> _REQUIRED TASK_
The listing beneath should be written out in full, exactly as shown.

> _RECORDS FOR THIS TASK_
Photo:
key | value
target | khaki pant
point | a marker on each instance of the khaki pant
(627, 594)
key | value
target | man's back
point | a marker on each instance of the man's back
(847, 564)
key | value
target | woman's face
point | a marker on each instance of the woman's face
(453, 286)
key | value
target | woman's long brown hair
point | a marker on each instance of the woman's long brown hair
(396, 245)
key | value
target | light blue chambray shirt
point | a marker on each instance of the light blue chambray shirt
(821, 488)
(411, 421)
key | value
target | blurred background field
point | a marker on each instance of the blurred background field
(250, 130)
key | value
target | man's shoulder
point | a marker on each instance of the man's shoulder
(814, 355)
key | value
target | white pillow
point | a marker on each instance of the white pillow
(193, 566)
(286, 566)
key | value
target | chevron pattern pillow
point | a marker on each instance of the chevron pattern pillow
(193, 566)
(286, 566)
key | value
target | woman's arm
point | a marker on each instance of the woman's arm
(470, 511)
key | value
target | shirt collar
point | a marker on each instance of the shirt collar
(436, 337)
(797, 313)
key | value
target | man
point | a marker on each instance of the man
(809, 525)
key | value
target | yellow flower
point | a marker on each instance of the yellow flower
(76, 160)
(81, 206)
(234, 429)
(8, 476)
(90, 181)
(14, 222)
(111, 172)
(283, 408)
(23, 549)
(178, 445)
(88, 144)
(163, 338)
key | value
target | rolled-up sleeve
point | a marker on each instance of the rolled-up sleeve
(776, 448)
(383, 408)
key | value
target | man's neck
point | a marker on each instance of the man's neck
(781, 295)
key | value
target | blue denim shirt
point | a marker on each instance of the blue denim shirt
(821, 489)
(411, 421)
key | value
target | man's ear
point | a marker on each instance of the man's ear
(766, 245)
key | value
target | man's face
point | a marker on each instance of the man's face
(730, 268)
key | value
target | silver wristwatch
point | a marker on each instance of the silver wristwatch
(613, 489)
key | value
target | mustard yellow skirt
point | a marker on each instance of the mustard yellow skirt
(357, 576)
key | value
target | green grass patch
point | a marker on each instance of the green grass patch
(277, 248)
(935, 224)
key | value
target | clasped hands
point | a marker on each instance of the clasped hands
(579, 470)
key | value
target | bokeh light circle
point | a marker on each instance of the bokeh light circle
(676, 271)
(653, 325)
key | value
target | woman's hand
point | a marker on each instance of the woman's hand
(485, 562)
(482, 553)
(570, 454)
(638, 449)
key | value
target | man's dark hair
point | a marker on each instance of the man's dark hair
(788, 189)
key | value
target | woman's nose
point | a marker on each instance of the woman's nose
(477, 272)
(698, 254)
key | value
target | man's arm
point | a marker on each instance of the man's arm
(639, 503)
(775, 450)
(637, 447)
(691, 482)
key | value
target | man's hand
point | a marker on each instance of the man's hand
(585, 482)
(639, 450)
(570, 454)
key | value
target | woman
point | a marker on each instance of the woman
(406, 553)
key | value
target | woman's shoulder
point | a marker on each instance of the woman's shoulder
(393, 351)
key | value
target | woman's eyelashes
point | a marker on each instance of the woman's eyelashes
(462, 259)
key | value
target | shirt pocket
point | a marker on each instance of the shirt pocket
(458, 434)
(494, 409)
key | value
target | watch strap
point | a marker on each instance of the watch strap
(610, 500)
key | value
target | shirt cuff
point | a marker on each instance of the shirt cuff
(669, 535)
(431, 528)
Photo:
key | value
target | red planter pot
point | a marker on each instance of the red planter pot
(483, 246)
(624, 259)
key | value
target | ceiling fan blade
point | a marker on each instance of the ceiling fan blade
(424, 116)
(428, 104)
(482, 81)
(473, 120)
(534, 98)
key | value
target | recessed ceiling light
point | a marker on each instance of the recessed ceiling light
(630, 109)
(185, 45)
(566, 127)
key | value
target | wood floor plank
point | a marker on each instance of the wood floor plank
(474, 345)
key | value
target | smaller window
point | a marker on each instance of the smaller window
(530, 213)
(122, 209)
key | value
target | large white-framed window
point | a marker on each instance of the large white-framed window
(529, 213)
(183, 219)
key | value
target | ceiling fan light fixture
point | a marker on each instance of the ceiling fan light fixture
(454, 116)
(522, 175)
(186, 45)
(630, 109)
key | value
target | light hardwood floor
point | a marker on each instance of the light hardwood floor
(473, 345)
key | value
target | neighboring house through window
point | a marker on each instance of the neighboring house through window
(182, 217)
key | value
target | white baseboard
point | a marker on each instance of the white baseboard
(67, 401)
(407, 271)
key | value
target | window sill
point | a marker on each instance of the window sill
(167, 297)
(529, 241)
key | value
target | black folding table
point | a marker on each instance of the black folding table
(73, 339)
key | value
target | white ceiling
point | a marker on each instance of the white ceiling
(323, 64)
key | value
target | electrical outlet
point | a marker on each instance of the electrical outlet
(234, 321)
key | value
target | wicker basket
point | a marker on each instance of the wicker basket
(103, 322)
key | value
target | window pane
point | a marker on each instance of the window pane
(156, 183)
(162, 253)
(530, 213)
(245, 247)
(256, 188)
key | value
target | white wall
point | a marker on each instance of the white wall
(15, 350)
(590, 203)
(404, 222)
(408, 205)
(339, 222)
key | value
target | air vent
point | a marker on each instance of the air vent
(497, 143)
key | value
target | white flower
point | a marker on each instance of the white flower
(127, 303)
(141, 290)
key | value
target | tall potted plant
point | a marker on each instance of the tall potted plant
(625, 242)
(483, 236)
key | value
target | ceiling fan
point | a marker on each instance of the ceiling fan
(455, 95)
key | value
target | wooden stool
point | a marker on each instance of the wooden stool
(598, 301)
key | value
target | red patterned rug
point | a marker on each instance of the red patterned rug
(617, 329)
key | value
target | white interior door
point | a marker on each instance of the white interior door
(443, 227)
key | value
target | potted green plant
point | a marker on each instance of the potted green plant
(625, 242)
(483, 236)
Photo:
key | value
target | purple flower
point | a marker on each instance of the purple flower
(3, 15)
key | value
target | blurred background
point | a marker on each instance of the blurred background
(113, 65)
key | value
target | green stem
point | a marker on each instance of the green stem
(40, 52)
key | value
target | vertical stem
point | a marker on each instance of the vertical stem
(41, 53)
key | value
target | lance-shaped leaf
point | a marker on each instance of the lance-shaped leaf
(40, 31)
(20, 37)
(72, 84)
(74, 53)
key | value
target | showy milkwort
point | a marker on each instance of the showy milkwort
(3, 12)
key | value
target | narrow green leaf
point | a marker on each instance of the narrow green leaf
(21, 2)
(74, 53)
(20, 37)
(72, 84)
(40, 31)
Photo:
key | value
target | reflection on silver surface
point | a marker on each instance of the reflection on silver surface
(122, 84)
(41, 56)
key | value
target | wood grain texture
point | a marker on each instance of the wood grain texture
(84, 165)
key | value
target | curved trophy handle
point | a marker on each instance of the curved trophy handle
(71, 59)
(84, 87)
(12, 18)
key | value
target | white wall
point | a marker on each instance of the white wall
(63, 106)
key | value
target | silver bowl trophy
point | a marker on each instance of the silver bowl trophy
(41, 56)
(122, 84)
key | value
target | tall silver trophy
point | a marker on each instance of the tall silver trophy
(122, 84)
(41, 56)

> _SOLUTION TO THIS EXERCISE_
Photo:
key | value
target | khaki pant
point | a marker on each instance of the khaki pant
(627, 594)
key | value
target | man's back
point | a marker on each instance of the man's back
(847, 564)
key | value
target | woman's face
point | a marker on each instance of the woman's face
(453, 286)
key | value
target | woman's long brown hair
point | a marker on each instance of the woman's long brown hair
(396, 245)
key | value
target | light blue chambray shirt
point | a marker on each instance of the light blue chambray shirt
(821, 488)
(411, 421)
key | value
target | blurred background field
point | a marker on each instance of the blurred background field
(250, 130)
key | value
target | man's shoulder
point | a marker on each instance of the man's shoulder
(814, 355)
key | value
target | white pillow
point | a marker on each instance of the white pillow
(193, 566)
(286, 566)
key | value
target | chevron pattern pillow
point | a marker on each instance of the chevron pattern pillow
(193, 566)
(286, 566)
key | value
target | woman's arm
point | a marker on each instance of the woman's arm
(470, 511)
key | value
target | shirt collar
point | a marker on each instance of the shirt collar
(436, 337)
(797, 313)
key | value
target | man
point | a marker on each instance of the man
(809, 525)
key | value
target | yellow flower
point | a marker on each instance of the yellow flower
(76, 160)
(81, 206)
(234, 429)
(8, 476)
(90, 181)
(14, 222)
(111, 172)
(283, 408)
(23, 549)
(178, 445)
(88, 144)
(163, 338)
key | value
target | rolled-up sleeve
point | a marker on each instance of the rolled-up sleeve
(776, 448)
(383, 408)
key | value
target | man's neck
point | a marker on each instance of the man's neck
(781, 295)
key | value
target | blue denim shirt
point | a marker on each instance of the blue denim shirt
(821, 489)
(411, 421)
key | value
target | man's ear
point | a marker on each instance of the man's ear
(766, 245)
key | value
target | man's face
point | a marker on each instance of the man's face
(730, 268)
key | value
target | silver wristwatch
point | a marker on each instance of the silver wristwatch
(613, 489)
key | value
target | mustard yellow skirt
point | a marker on each instance of the mustard yellow skirt
(357, 576)
key | value
target | green grass patch
point | a marker on each instance of the green grass patch
(277, 248)
(935, 224)
key | value
target | clasped hands
point | a marker on each instance of the clasped hands
(579, 470)
key | value
target | bokeh light circle
point | a marker on each instance of the bokeh light circle
(676, 271)
(653, 325)
key | value
target | woman's hand
point | a marker on each instance of the woman's hand
(485, 562)
(482, 553)
(570, 454)
(638, 449)
key | value
target | man's dark hair
point | a marker on each instance of the man's dark hair
(788, 189)
key | value
target | woman's nose
point | a marker on each instance of the woman's nose
(477, 272)
(698, 254)
key | value
target | man's arm
point | a marker on each instance of the man's arm
(639, 503)
(775, 450)
(637, 447)
(691, 482)
key | value
target | man's hand
point | a marker on each instance of the man's hand
(585, 482)
(639, 450)
(570, 454)
key | value
target | woman
point | a marker on each instance of the woman
(406, 553)
key | value
target | woman's shoulder
point | a marker on each instance of the woman's shoulder
(393, 351)
key | value
target | woman's eyelashes
point | a marker on each instance of the woman's eyelashes
(462, 259)
key | value
target | shirt pocket
point | a marker on each instance of the shirt pocket
(458, 434)
(494, 409)
key | value
target | watch strap
point | a marker on each instance of the watch strap
(610, 500)
key | value
target | shirt cuff
point | a marker on each instance of the shirt cuff
(669, 535)
(431, 528)
Photo:
key | value
target | red planter pot
point | a marker on each instance of the red planter pot
(483, 246)
(624, 259)
key | value
target | ceiling fan blade
point | a marker on each instance of the ceiling fan blade
(424, 116)
(428, 104)
(482, 81)
(473, 120)
(534, 98)
key | value
target | recessed ceiling light
point | a marker on each instance of the recessed ceiling light
(630, 109)
(185, 45)
(566, 127)
key | value
target | wood floor plank
point | a marker on each instance of the wood floor plank
(474, 345)
key | value
target | smaller window
point | a marker on each instance of the smaller window
(530, 213)
(122, 209)
key | value
target | large white-framed window
point | a marker on each instance of the large white-framed window
(529, 213)
(183, 219)
key | value
target | ceiling fan light fixture
point | a marker on each instance of the ceiling fan light fixture
(454, 116)
(522, 175)
(186, 45)
(630, 109)
key | value
target | light hardwood floor
point | a marker on each instance of the light hardwood floor
(473, 345)
key | value
target | neighboring house through window
point | a marker on each instance of the neighboring house through window
(182, 217)
key | value
target | white baseboard
point | a marker on each instance of the white baseboard
(67, 401)
(407, 271)
key | value
target | window sill
point | a marker on each instance of the window sill
(167, 297)
(529, 241)
key | value
target | black folding table
point | a marker on each instance of the black folding table
(73, 339)
key | value
target | white ceiling
point | a marker on each instance of the white ceiling
(323, 64)
key | value
target | electrical outlet
point | a marker on each instance of the electrical outlet
(234, 321)
key | value
target | wicker basket
point | a marker on each instance of the wicker basket
(103, 322)
key | value
target | window pane
point | a marker on each instance of the window pane
(156, 183)
(162, 253)
(530, 213)
(245, 247)
(256, 188)
key | value
target | white wall
point | a marker on each instance of the white wall
(15, 350)
(590, 203)
(404, 222)
(408, 205)
(339, 222)
key | value
target | air vent
point | a marker on each instance of the air vent
(497, 143)
key | value
target | white flower
point | a marker on each instance of the white flower
(127, 303)
(141, 290)
key | value
target | tall potted plant
point | a marker on each instance of the tall potted plant
(625, 242)
(483, 236)
key | value
target | ceiling fan
point | a marker on each instance of the ceiling fan
(455, 95)
key | value
target | wooden stool
point | a marker on each instance of the wooden stool
(598, 301)
key | value
target | red patterned rug
point | a marker on each instance of the red patterned rug
(617, 329)
key | value
target | white interior door
point | a marker on each instance of the white interior door
(443, 227)
key | value
target | potted green plant
point | a marker on each instance of the potted green plant
(625, 242)
(483, 236)
Photo:
key | value
target | purple flower
point | a marker on each instance of the purple flower
(3, 15)
key | value
target | blurred background
point | a marker on each instance of the blurred background
(113, 65)
key | value
target | green stem
point | a marker on each instance of the green stem
(40, 52)
key | value
target | vertical stem
point | a marker on each instance of the vertical stem
(41, 53)
key | value
target | lance-shaped leaf
point | a marker on each instance of the lance-shaped leaf
(40, 31)
(20, 37)
(72, 84)
(74, 53)
key | value
target | showy milkwort
point | a marker on each instance of the showy milkwort
(3, 12)
key | value
target | narrow green leaf
point | a marker on each instance of the narrow green leaf
(21, 2)
(74, 53)
(20, 37)
(72, 84)
(40, 31)
Photo:
key | value
target | reflection on silver surface
point | a marker on each instance of the reflection on silver surface
(122, 84)
(41, 56)
key | value
target | wood grain texture
point | a marker on each instance of the wood grain texture
(84, 165)
key | value
target | curved trophy handle
point | a marker on each instance of the curved trophy handle
(71, 59)
(84, 87)
(12, 18)
key | value
target | white wall
point | a marker on each instance of the white wall
(63, 106)
key | value
target | silver bowl trophy
point | a marker on each instance of the silver bowl trophy
(41, 56)
(122, 84)
key | value
target | tall silver trophy
point | a marker on each instance of the tall silver trophy
(122, 84)
(41, 56)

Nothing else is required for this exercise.